Was zu tun ist:
A) Welches Amt hat Dr. Ralph von Kiedrowski laut dem Textauszug inne?
B) Schreiben Sie aus dem Textauszug die Stelle zwischen „Digitaler Befund mit“ und „(DDG) in Wiesbaden.“ wortgetreu ab, beide Grenzen eingeschlossen.

Textauszug:
··········
Digitaler Befund mit Abstrichen |
Harmloses Muttermal oder doch Hautkrebs? Hautscreening-Apps versprechen eine erste Einschätzung. / Foto: Paz Ruiz Luque
»Hautveränderungen sind beunruhigend. In der Regel dürften neu aufgetretene oder veränderte Muttermale die meisten Sorgen wegen schwarzem Hautkrebs bereiten. Deren Beurteilung allein per Hautcheck-App sehen wir sehr kritisch«, sagte Dr. Ralph von Kiedrowski, Präsident des Berufsverbandes der Deutschen Dermatologen (BVDD), bei der Eröffnungspressekonferenz des gemeinsamen Dermatologie-Kongresses mit der Deutschen Dermatologischen Gesellschaft (DDG) in Wiesbaden.
··········
Vorliegendes Material:
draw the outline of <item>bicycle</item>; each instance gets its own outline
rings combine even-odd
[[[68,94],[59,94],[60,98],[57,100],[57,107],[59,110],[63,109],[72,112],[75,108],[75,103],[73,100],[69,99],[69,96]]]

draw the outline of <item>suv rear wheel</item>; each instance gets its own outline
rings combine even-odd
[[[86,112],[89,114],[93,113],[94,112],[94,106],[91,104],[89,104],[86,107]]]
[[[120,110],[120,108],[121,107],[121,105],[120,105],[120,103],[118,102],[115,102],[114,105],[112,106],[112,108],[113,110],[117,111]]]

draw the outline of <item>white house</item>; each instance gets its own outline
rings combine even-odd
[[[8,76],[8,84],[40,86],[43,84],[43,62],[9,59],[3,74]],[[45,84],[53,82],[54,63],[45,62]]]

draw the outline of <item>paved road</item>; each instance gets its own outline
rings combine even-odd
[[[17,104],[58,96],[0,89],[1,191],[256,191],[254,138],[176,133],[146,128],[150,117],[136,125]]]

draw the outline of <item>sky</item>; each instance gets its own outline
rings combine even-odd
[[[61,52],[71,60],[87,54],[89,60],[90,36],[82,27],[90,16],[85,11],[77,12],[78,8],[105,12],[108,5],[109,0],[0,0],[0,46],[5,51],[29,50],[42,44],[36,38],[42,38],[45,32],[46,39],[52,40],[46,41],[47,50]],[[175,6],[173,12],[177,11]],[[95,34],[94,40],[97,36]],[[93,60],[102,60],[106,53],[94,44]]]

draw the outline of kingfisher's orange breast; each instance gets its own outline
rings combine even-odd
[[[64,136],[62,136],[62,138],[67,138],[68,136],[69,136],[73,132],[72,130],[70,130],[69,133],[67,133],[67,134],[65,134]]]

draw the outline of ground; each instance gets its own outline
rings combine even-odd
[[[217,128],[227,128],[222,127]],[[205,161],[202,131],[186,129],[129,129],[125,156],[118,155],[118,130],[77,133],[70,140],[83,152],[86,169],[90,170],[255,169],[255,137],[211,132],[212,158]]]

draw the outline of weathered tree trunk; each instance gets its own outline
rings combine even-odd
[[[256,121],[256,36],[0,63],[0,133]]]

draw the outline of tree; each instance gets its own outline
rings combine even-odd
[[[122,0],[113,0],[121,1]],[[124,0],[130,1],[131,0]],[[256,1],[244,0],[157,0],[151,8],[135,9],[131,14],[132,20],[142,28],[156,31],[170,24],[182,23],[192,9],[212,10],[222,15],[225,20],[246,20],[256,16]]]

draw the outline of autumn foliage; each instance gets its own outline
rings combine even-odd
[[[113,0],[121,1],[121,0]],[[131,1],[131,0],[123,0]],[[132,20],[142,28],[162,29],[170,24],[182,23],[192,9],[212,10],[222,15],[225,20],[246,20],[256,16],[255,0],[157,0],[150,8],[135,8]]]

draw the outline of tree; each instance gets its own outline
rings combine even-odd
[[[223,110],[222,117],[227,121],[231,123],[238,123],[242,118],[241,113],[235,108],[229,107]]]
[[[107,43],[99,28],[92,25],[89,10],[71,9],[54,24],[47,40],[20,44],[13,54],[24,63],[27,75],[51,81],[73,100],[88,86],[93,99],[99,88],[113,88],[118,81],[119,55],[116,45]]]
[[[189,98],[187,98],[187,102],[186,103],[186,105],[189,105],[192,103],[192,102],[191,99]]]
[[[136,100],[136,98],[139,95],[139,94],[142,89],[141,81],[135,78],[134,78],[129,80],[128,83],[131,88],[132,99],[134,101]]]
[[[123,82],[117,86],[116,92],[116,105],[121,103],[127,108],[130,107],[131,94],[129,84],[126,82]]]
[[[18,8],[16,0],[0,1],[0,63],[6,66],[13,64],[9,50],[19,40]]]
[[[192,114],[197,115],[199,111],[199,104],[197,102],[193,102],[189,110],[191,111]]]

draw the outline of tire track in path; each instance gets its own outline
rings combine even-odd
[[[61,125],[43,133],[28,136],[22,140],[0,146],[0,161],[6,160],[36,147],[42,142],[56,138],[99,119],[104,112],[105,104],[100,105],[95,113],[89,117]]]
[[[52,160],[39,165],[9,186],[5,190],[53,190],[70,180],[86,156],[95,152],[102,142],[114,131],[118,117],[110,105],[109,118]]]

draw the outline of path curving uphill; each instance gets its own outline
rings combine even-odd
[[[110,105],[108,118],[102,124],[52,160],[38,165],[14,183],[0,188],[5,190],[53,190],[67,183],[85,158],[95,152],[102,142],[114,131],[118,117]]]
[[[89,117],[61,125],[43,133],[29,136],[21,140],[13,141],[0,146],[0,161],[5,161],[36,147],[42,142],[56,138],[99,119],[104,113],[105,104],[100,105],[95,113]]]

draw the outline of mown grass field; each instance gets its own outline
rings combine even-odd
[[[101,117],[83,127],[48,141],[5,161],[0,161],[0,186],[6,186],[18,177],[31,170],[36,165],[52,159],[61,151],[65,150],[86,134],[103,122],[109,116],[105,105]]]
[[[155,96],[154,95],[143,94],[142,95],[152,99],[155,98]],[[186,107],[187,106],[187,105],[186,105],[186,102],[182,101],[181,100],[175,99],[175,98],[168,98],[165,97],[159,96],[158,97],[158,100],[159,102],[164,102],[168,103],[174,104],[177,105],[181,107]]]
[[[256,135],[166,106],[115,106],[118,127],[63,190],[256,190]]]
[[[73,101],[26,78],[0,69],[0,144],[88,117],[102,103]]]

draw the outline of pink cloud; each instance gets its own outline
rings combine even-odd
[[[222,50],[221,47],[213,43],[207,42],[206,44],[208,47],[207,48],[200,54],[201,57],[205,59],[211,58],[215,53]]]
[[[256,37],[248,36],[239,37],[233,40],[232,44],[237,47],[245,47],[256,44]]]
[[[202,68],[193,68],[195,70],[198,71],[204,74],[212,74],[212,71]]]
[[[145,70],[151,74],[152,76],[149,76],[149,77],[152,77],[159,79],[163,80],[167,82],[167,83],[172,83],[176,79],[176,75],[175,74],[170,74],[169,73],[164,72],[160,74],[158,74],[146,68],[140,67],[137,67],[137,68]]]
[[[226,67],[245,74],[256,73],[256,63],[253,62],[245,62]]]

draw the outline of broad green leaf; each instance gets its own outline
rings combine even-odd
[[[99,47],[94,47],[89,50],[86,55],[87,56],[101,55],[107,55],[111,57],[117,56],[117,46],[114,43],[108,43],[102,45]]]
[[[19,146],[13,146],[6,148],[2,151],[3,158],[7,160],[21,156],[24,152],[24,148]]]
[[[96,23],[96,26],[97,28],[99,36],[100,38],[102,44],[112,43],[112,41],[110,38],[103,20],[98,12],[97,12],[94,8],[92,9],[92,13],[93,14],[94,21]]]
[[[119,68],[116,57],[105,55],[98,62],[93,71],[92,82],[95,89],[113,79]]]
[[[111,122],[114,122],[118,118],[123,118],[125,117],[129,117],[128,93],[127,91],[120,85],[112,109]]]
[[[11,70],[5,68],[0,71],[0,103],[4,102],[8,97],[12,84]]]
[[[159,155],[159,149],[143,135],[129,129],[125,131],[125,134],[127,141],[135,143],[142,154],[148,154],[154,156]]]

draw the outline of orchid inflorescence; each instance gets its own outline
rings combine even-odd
··········
Lösungen:
A) Er ist Präsident des Berufsverbandes der Deutschen Dermatologen (BVDD).

B)
Digitaler Befund mit Abstrichen |
Harmloses Muttermal oder doch Hautkrebs? Hautscreening-Apps versprechen eine erste Einschätzung. / Foto: Paz Ruiz Luque
»Hautveränderungen sind beunruhigend. In der Regel dürften neu aufgetretene oder veränderte Muttermale die meisten Sorgen wegen schwarzem Hautkrebs bereiten. Deren Beurteilung allein per Hautcheck-App sehen wir sehr kritisch«, sagte Dr. Ralph von Kiedrowski, Präsident des Berufsverbandes der Deutschen Dermatologen (BVDD), bei der Eröffnungspressekonferenz des gemeinsamen Dermatologie-Kongresses mit der Deutschen Dermatologischen Gesellschaft (DDG) in Wiesbaden.